§ Task brief
Swap every "utility pole" in the records below for "telephone pole" and write the lines out again, with nothing else changed and the pictures left out.

Boundary annotation records:
--- --- ---

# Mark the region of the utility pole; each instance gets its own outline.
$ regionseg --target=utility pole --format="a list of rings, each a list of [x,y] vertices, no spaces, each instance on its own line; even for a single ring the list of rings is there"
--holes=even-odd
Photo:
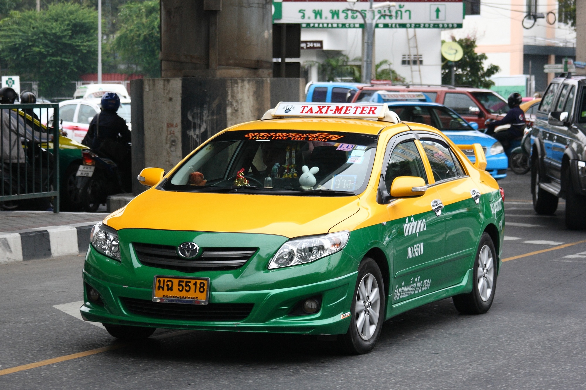
[[[39,0],[37,0],[39,1]],[[102,83],[102,0],[98,0],[98,84]]]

--- --- ---

§ Expected answer
# Mark the region of the telephone pole; each instance gets its own outline.
$ regionseg --target=telephone pole --format="a list of rings, each a list of [x,y] vertices, no spaces, each instance on its own line; even for a single ring the list of rings is there"
--holes=even-odd
Photo:
[[[39,0],[37,0],[39,1]],[[102,83],[102,0],[98,0],[98,84]]]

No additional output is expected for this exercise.